## EXERCISE GOAL
Rename "Planogram compliance check" to "Shelf layout audit" everywhere it occurs in the rows below. Copy everything else in the rows unchanged.

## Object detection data
══════════════════════════════

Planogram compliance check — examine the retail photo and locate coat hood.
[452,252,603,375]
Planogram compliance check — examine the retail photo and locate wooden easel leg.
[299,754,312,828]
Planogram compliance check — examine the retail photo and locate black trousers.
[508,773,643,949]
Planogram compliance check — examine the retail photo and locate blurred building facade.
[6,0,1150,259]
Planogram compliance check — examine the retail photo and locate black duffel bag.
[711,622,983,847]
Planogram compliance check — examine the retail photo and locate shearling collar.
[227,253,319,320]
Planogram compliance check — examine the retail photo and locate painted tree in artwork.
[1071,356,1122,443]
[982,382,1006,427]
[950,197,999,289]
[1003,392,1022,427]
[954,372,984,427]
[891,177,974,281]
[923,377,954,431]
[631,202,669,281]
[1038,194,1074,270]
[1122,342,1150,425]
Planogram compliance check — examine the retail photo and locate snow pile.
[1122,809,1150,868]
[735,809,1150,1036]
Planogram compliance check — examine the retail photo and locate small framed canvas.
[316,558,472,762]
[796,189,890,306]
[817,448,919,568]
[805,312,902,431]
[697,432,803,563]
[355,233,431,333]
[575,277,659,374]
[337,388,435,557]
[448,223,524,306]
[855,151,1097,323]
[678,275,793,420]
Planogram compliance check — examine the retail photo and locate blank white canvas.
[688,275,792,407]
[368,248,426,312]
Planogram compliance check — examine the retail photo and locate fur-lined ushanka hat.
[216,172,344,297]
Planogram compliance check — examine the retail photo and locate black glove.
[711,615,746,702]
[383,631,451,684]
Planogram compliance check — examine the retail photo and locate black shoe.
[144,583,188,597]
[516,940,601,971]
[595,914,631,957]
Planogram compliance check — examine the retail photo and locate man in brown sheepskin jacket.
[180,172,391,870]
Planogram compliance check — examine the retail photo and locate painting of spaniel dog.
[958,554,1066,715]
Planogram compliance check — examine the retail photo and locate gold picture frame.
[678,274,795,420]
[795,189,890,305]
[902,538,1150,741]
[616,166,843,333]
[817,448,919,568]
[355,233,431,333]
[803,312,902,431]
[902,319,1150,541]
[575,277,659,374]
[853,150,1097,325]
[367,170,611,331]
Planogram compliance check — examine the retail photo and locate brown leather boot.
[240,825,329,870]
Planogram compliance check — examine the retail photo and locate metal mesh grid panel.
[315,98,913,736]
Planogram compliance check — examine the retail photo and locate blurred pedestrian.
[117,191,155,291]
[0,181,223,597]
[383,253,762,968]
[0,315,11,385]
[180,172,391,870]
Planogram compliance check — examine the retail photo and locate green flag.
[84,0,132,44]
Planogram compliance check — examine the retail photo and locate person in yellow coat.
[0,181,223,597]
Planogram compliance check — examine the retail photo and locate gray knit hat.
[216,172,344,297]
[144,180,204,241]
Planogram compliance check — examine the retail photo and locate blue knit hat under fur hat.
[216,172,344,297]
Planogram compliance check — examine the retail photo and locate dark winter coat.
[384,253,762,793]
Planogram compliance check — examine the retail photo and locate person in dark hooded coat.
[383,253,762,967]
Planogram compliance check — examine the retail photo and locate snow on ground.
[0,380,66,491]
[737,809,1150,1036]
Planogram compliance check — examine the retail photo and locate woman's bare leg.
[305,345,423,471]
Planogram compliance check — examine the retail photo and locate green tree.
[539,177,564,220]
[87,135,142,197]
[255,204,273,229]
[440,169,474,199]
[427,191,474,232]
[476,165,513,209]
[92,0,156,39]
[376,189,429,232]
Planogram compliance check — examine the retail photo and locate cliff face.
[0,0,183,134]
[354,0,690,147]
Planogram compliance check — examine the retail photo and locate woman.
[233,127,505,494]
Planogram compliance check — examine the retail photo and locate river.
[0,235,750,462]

══════════════════════════════

## THE COMPLETED TASK
Shelf layout audit — examine the retail photo and locate coat hood.
[452,252,603,375]
Shelf layout audit — examine the retail photo and locate wooden easel leg.
[299,754,312,828]
Shelf layout audit — examine the retail photo and locate black trousers.
[508,773,643,949]
Shelf layout audit — examine the retail photo and locate blurred building facade.
[6,0,1150,259]
Shelf layout audit — examine the retail photo and locate black duffel bag.
[711,622,983,847]
Shelf layout audit — examine the retail photo and locate shearling collar.
[227,253,319,320]
Shelf layout audit — examine the retail photo and locate painted tree in artwork.
[1071,356,1122,443]
[982,382,1006,427]
[950,197,999,289]
[1003,392,1022,427]
[954,372,984,427]
[891,177,974,281]
[923,377,954,431]
[631,202,669,281]
[1038,194,1074,270]
[1122,342,1150,425]
Shelf layout audit — examine the retail photo and locate snow pile.
[1122,809,1150,868]
[735,809,1150,1036]
Shelf layout audit — examine the retail photo and locate small framed canvas.
[316,558,472,762]
[796,189,890,306]
[817,448,919,568]
[805,312,902,431]
[697,432,803,563]
[355,233,431,333]
[575,277,659,374]
[337,388,435,557]
[448,223,524,306]
[855,151,1097,323]
[678,275,793,420]
Shelf layout audit — examine the retail photo and locate blank white canvas.
[688,275,792,407]
[368,248,426,312]
Shelf layout audit — examine the retail photo and locate fur-lined ushanka hat.
[216,172,344,297]
Shelf layout audit — examine the retail photo and locate black glove.
[711,615,746,702]
[383,631,451,684]
Shelf layout audit — examine the retail photo and locate black shoe.
[144,583,188,597]
[516,940,601,971]
[595,914,631,957]
Shelf layout audit — examine the retail photo and locate man in brown sheepskin jacket.
[180,172,391,870]
Shelf layout audit — examine the retail photo and locate painting of spaniel dog.
[958,554,1066,715]
Shelf layout audit — examine the retail photo and locate gold picture frame.
[678,274,795,420]
[795,189,890,305]
[902,538,1150,741]
[616,166,843,333]
[817,448,919,568]
[355,233,431,333]
[803,312,902,431]
[902,319,1150,541]
[575,277,659,374]
[853,150,1097,325]
[367,170,611,331]
Shelf layout audit — examine the retail photo and locate brown leather boot.
[240,825,329,870]
Shelf layout audit — examine the retail photo and locate metal mesh grid panel.
[315,98,913,736]
Shelf layout audit — examine the retail photo and locate blurred pedestrian.
[117,191,155,291]
[0,181,223,597]
[383,253,762,968]
[0,315,11,385]
[180,172,391,870]
Shelf layout audit — examine the retail photo and locate green flag.
[84,0,132,44]
Shelf layout audit — examine the retail photo and locate person in yellow coat.
[0,181,223,597]
Shelf layout audit — examine the retail photo and locate gray knit hat.
[216,172,344,297]
[144,180,204,241]
Shelf layout audit — examine the retail photo and locate blue knit hat under fur hat.
[216,172,344,297]
Shelf layout audit — examine the retail photo and locate dark winter coat.
[384,253,762,793]
Shelf layout audit — examine the retail photo and locate person in dark hooded coat.
[383,253,762,967]
Shelf layout audit — examine the retail photo and locate snow on ground.
[0,380,66,491]
[737,809,1150,1036]
Shelf layout audit — examine the retail photo and locate woman's bare leg.
[305,345,423,471]
Shelf layout audit — examine the retail photo and locate green tree.
[539,177,564,220]
[87,135,142,197]
[255,204,273,229]
[440,169,474,199]
[427,191,474,232]
[476,165,513,209]
[92,0,156,39]
[376,189,429,232]
Shelf layout audit — examine the retail photo and locate cliff face.
[0,0,183,134]
[354,0,690,147]
Shelf layout audit — examine the retail photo and locate woman.
[233,127,505,494]
Shelf layout audit — examine the retail photo and locate river.
[0,235,750,462]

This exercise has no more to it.